(RECORDED DATA)
'''
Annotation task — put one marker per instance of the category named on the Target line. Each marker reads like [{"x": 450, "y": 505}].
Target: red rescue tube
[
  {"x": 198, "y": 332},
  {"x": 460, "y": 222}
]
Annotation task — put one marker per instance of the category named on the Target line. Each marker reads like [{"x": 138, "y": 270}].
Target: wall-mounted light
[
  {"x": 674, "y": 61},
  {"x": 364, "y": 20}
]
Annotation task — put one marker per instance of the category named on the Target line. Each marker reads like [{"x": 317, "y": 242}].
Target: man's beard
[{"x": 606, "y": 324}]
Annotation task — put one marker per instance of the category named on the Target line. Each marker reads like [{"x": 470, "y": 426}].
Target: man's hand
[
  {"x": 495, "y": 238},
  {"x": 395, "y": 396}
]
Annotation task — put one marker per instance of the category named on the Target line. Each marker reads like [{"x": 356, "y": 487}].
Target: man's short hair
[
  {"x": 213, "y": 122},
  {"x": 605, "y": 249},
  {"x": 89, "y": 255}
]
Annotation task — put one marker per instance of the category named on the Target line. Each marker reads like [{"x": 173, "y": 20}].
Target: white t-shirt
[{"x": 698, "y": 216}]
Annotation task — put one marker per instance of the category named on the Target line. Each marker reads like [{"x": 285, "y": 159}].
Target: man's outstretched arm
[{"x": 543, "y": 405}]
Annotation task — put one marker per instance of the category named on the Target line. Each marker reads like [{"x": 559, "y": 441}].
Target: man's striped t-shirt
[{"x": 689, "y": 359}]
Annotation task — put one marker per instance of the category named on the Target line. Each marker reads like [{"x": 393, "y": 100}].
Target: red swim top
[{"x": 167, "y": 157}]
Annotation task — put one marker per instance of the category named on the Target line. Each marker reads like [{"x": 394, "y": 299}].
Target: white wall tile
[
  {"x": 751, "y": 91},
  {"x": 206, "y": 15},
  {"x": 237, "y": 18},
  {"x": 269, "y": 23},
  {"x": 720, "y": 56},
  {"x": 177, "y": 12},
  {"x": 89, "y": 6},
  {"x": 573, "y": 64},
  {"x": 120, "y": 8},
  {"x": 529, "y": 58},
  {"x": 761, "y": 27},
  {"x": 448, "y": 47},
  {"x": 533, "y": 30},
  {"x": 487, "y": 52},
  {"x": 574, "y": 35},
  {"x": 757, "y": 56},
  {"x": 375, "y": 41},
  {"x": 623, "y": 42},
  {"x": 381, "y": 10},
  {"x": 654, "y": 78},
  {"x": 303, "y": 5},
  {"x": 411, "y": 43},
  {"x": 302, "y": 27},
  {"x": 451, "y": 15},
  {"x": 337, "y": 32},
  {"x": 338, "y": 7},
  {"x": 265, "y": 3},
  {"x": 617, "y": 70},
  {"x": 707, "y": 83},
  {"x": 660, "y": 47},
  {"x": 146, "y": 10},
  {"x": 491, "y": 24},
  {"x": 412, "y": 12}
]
'''
(EXERCISE DIRECTIONS) Using the listing above, please repeat every entry exactly.

(EXERCISE ANSWER)
Annotation task — put one marker per instance of the category named on the Target line. Each marker reads like [{"x": 450, "y": 505}].
Target: red rescue tube
[
  {"x": 198, "y": 332},
  {"x": 460, "y": 222}
]
Annotation task — put one marker per instance of the category named on the Target line. Each marker reads like [{"x": 138, "y": 270}].
Target: wall-mounted light
[
  {"x": 674, "y": 61},
  {"x": 364, "y": 20}
]
Annotation task — put one marker per instance of the category named on the Target line. Each marker reads like [{"x": 317, "y": 242}].
Target: man's beard
[{"x": 606, "y": 324}]
Annotation task — put one marker per instance of the category named on the Target line. Each marker reads like [{"x": 470, "y": 426}].
Target: man's hand
[
  {"x": 495, "y": 238},
  {"x": 395, "y": 396}
]
Annotation task — put one marker per instance of the category named on the Target line. Each marker reads like [{"x": 356, "y": 487}].
Target: man's short hair
[
  {"x": 213, "y": 122},
  {"x": 605, "y": 249},
  {"x": 89, "y": 255}
]
Annotation task — put one marker per instance of the category named on the Target line. Each marker reads like [{"x": 173, "y": 20}].
Target: white t-shirt
[{"x": 698, "y": 216}]
Annotation task — put one marker per instance of the category named on the Target line. Each marker reads like [{"x": 285, "y": 159}].
Target: man's outstretched arm
[{"x": 543, "y": 405}]
Annotation task — put one marker per instance of the category named on the Target line. Each marker reads like [{"x": 559, "y": 441}].
Target: man's striped t-shirt
[{"x": 689, "y": 359}]
Annotation task — put one marker per instance of the category named on the Target line. Each marker reads like [{"x": 393, "y": 100}].
Target: red swim top
[{"x": 167, "y": 157}]
Annotation task — put one marker per instance of the category named on the Target line. Each marker reads like [{"x": 394, "y": 299}].
Target: white wall tile
[
  {"x": 751, "y": 91},
  {"x": 206, "y": 15},
  {"x": 237, "y": 18},
  {"x": 269, "y": 23},
  {"x": 720, "y": 56},
  {"x": 177, "y": 12},
  {"x": 89, "y": 6},
  {"x": 573, "y": 64},
  {"x": 120, "y": 8},
  {"x": 529, "y": 58},
  {"x": 761, "y": 27},
  {"x": 448, "y": 47},
  {"x": 533, "y": 30},
  {"x": 487, "y": 52},
  {"x": 574, "y": 35},
  {"x": 757, "y": 56},
  {"x": 375, "y": 41},
  {"x": 623, "y": 42},
  {"x": 381, "y": 10},
  {"x": 654, "y": 78},
  {"x": 303, "y": 5},
  {"x": 411, "y": 43},
  {"x": 302, "y": 27},
  {"x": 451, "y": 15},
  {"x": 337, "y": 32},
  {"x": 338, "y": 7},
  {"x": 265, "y": 3},
  {"x": 617, "y": 70},
  {"x": 707, "y": 83},
  {"x": 660, "y": 47},
  {"x": 146, "y": 10},
  {"x": 491, "y": 24},
  {"x": 412, "y": 12}
]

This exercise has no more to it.